Every line of the material below must be repeated exactly.

^^^^

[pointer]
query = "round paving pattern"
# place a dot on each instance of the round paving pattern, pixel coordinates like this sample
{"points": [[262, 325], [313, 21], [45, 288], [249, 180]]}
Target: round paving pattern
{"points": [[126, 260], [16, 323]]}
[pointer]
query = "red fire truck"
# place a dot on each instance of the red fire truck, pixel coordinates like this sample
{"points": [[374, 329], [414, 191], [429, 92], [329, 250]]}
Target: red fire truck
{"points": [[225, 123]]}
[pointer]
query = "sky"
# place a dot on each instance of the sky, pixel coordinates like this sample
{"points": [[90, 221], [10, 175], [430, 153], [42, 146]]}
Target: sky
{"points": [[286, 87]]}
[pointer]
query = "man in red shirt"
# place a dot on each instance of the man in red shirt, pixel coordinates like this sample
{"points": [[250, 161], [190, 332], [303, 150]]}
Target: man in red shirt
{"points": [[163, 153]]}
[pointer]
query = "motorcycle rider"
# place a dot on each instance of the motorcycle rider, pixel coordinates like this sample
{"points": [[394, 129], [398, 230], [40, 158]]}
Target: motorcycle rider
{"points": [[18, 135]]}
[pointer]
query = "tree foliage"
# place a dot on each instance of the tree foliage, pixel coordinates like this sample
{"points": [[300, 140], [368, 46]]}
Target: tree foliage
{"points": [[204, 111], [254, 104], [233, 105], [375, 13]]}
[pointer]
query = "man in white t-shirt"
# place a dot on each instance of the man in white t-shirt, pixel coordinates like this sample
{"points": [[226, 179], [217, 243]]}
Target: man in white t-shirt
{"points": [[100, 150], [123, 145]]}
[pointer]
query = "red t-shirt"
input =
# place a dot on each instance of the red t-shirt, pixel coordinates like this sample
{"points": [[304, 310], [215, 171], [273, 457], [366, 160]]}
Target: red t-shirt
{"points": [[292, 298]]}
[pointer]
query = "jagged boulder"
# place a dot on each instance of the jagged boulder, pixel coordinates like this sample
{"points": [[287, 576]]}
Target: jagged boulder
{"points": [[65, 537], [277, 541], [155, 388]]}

^^^^

Output for this task:
[pointer]
query = "round paving pattern"
# place a dot on each instance of the round paving pattern, pixel coordinates like this sample
{"points": [[262, 325], [313, 21], [45, 288], [249, 180]]}
Target: round paving pattern
{"points": [[126, 260], [16, 323]]}
[pointer]
query = "red fire truck"
# place a dot on each instance of the red fire truck, pixel coordinates like this sample
{"points": [[374, 329], [414, 191], [429, 92], [329, 250]]}
Target: red fire truck
{"points": [[225, 123]]}
[pointer]
query = "sky"
# place a dot on each instance of the sky, pixel coordinates like this sample
{"points": [[90, 221], [10, 175], [430, 153], [42, 146]]}
Target: sky
{"points": [[286, 87]]}
[pointer]
query = "man in red shirt"
# place a dot on each instance of the man in red shirt, pixel coordinates like this sample
{"points": [[250, 161], [190, 332], [303, 150]]}
Target: man in red shirt
{"points": [[163, 153]]}
[pointer]
query = "motorcycle rider"
# place a dot on each instance of the motorcycle rider, pixel coordinates like this sample
{"points": [[394, 129], [398, 230], [40, 158]]}
Target: motorcycle rider
{"points": [[18, 135]]}
[pointer]
query = "tree foliage"
# place a dot on each instance of the tree foliage, pixel coordinates like this sample
{"points": [[300, 140], [368, 46]]}
Target: tree foliage
{"points": [[204, 111], [254, 104], [233, 105], [375, 13]]}
[pointer]
query = "man in white t-shirt"
# place a dot on each instance of the man in white t-shirt, pixel coordinates like this sample
{"points": [[226, 179], [217, 243]]}
Target: man in white t-shirt
{"points": [[100, 150], [123, 145]]}
[pointer]
query = "red t-shirt"
input =
# place a dot on each instance of the red t-shirt, pixel coordinates like this sample
{"points": [[304, 310], [215, 171], [273, 457], [366, 160]]}
Target: red t-shirt
{"points": [[292, 298]]}
[pointer]
query = "jagged boulder"
# place a dot on each instance of the jagged boulder, pixel coordinates like this sample
{"points": [[287, 576]]}
Target: jagged boulder
{"points": [[65, 537], [277, 541], [155, 388]]}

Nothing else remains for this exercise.